Best Buy and others cut hundreds of dollars off the price of Apple's snazzy computer in an apparent effort to clear out inventories.

Apple's iMac has dropped toward the $1,000 mark in time for the holidays.

National electronics retailer Best Buy has cut hundreds of dollars off the price of Apple Computer's snazzy iMacs this week in an apparent effort to clear out inventories.

Best Buy today is offering the iMac for $1,099 today in its outlets nationwide, according to a number of Best Buy sales representatives. Earlier in the week, the iMac was being offered for $999, and some Best Buy outlets say they will still honor the lower price if customers mention it. The iMac has been selling for $1,299 since its debut in August.

Best Buy is also offering bundling deals. The Best Buy store in Costa Mesa, California, has the system for $1,099, and is offering a system bundled with a Umax Astra 1220 scanner for $1,109 after a rebate. Other Best Buy outlets said they have the same deal.

Florida-based MacCenter is offering iMacs for $999 as well with the purchase of a qualifying peripheral such as a printer or scanner or extra memory, and it is offering the system for $1,099 as a standalone deal.

The relatively steep discounts on the iMac, which was difficult to find just a few months ago, appears to come as a result of an inventory glut at Best Buy, if not elsewhere.

"We've got tons of them," said one sales representative at another California store. "Best Buy bought five times more of them than anyone," he claimed.

Additionally, the attempt to reduce inventory comes as Apple readies new iMacs with faster chips and larger hard disk drives for introduction early in the first quarter of 1999.

While the discounts are good for customers, price moves by Best Buy are beginning to roil other Apple dealers, who are holding to the $1,299 price.
--------------------
EXERCISE TASKS
a. List every distinct dollar amount that appears in the iMac discount article above.
b. Extend the iMac discount article above with a few more paragraphs that pick up after its final sentence.

PROVIDED MATERIAL
--------------------
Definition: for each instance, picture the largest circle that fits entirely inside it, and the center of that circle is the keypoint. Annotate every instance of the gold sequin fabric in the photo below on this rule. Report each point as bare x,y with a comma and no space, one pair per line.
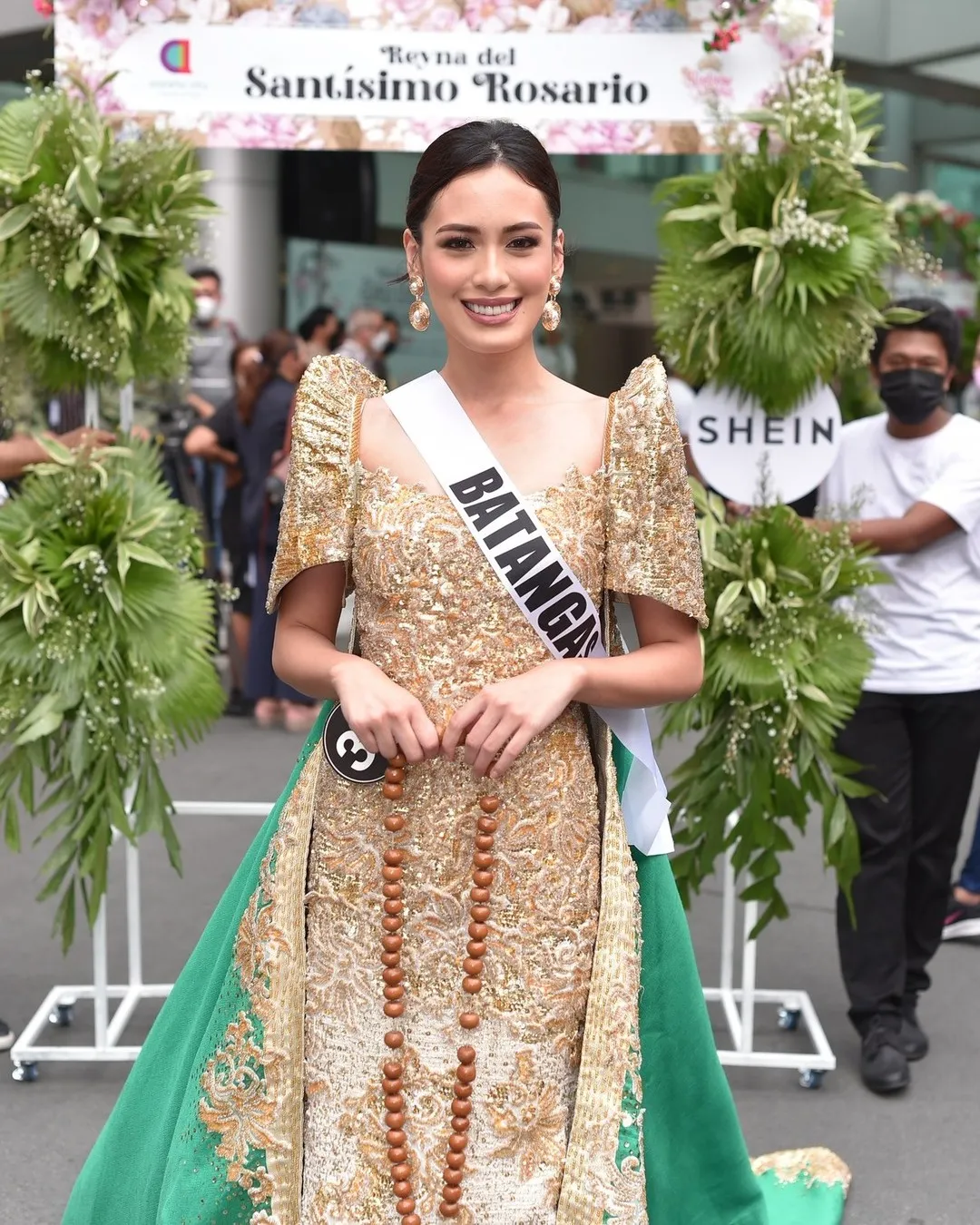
--------------------
RESULTS FOR EACH TASK
a. $1,000, $1,099, $999, $1,299, $1,109

b.
One executive with a nationwide reseller, who wished to remain anonymous, said his company was getting tons of calls from customers wanting a $999 iMac, but that he hadn't heard anything official from Apple about whether or not he was allowed to price the system that low. Authorized Apple resellers are normally held to a policy of not advertising products below a certain level in return for advertising dollars.

CompUSA stays at $1,299
CompUSA, one of Apple's biggest national retailers, is selling the machines for $1,299. Representatives, however, indicate that the computers are now much easier to find. The San Francisco outlet of CompUSA, for instance, said that they had 90 of the machines in stock, according to store representatives.

An Apple spokesperson said that Apple announced no price cuts.

Overseas in Singapore, NatSteel Electronics is expected to stay busy in the normally quiet first quarter after Christmas, as it reportedly ramps up production for new products from Apple.

"Apple's new product [the updated iMac] will ramp up some inventory and that will keep [NatSteel's] production lines occupied in the first quarter, which is usually weak," said Pranab Kumar Sarmah, an analyst at Daiwa Institute of Research.

NatSteel, the world's sixth-largest contract manufacturer of electronics products, relies on Apple for a fifth of its sales.

Bloomberg contributed to this report.